Photo-based referring expression data:

☆ ☆ ☆ ☆ ☆ ☆ ☆

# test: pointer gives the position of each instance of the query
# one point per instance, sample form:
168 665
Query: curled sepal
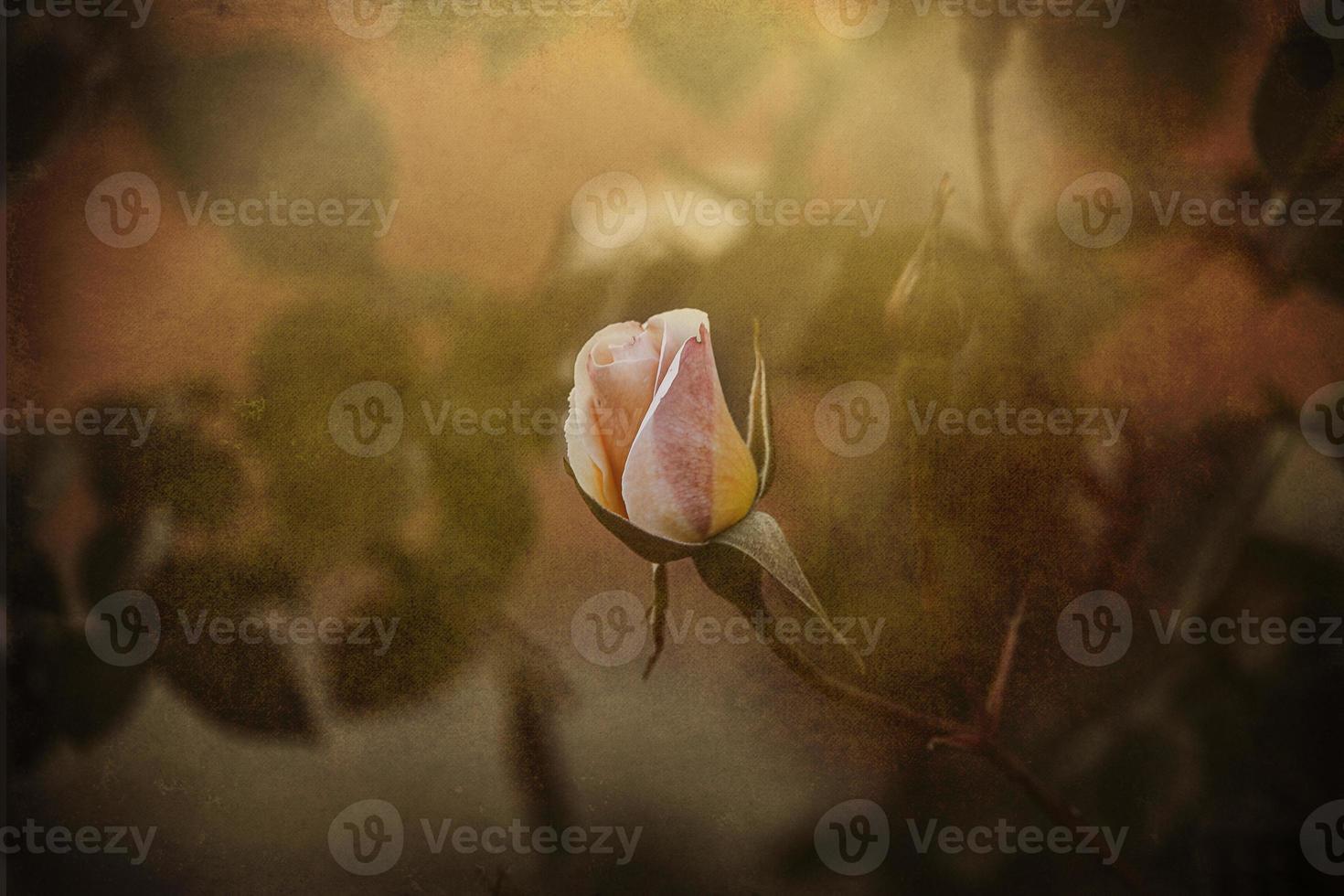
760 441
760 539
645 544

☆ ☆ ☆ ☆ ☆ ☆ ☆

### Aim of the exercise
Copy each entry exactly as written. Pictures do not belong in the copy.

### Answer to this exercise
# test: pointer gives the position of each instance of the query
# one point per instance, sample form:
168 665
Query: curled sepal
760 441
760 539
645 544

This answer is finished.